作業内容:
以下の狭額縁タッチ入力シートに関する記事を、一字も変えずに全文そのまま書き写してください。

記事:
((

説明

狭額縁タッチ入力シートとその製造方法

【課題】 狭額縁で透明導電膜パターンが二層の静電容量式のタッチセンサーに適する狭額縁タッチ入力シート、積層狭額縁タッチ入力シート及び狭額縁タッチ入力シートの製造方法を提供する。
【解決手段】 本発明の狭額縁タッチ入力シートおよびその製造方法は、透明導電膜および遮光性の電極用導電膜を同時にエッチングし、外枠縁部に透明導電膜および遮光性の電極用導電膜が同一パターンで位置ずれなく順次積層された細線引き回し回路パターンを形成した後、該細線引き回し回路パターン上に第二レジスト層を被覆形成し、該第二レジスト層が形成されていない遮光性の電極用導電膜層のみをエッチングすることにより中央窓部に透明導電膜の回路パターンを露出形成する方法で形成した。

【発明の詳細な説明】
【技術分野】
【0001】
本発明は、狭額縁で透明導電膜パターンが二層の静電容量式のタッチセンサーに適する狭額縁タッチ入力シート、積層狭額縁タッチ入力シート及び狭額縁タッチ入力シートの製造方法に関する。
【背景技術】
【0002】
従来、透明電極の引き出し端子の各端子上に金属膜を形成した後、入力パネル領域の透明電極パターンと引き出し端子列の金属膜及び透明電極を同時にエッチングして、タッチ入力装置を形成する発明の文献として特許文献1があった。

))

提示データ:
((

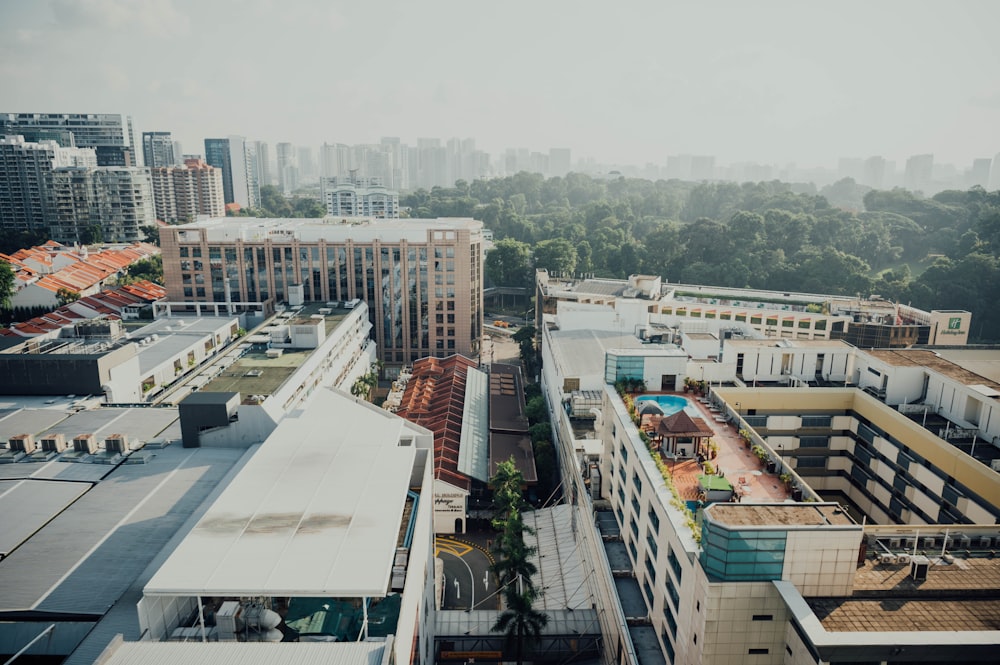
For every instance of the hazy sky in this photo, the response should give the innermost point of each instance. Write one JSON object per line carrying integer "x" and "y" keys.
{"x": 620, "y": 81}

))

解答:
説明

狭額縁タッチ入力シートとその製造方法

【課題】 狭額縁で透明導電膜パターンが二層の静電容量式のタッチセンサーに適する狭額縁タッチ入力シート、積層狭額縁タッチ入力シート及び狭額縁タッチ入力シートの製造方法を提供する。
【解決手段】 本発明の狭額縁タッチ入力シートおよびその製造方法は、透明導電膜および遮光性の電極用導電膜を同時にエッチングし、外枠縁部に透明導電膜および遮光性の電極用導電膜が同一パターンで位置ずれなく順次積層された細線引き回し回路パターンを形成した後、該細線引き回し回路パターン上に第二レジスト層を被覆形成し、該第二レジスト層が形成されていない遮光性の電極用導電膜層のみをエッチングすることにより中央窓部に透明導電膜の回路パターンを露出形成する方法で形成した。

【発明の詳細な説明】
【技術分野】
【0001】
本発明は、狭額縁で透明導電膜パターンが二層の静電容量式のタッチセンサーに適する狭額縁タッチ入力シート、積層狭額縁タッチ入力シート及び狭額縁タッチ入力シートの製造方法に関する。
【背景技術】
【0002】
従来、透明電極の引き出し端子の各端子上に金属膜を形成した後、入力パネル領域の透明電極パターンと引き出し端子列の金属膜及び透明電極を同時にエッチングして、タッチ入力装置を形成する発明の文献として特許文献1があった。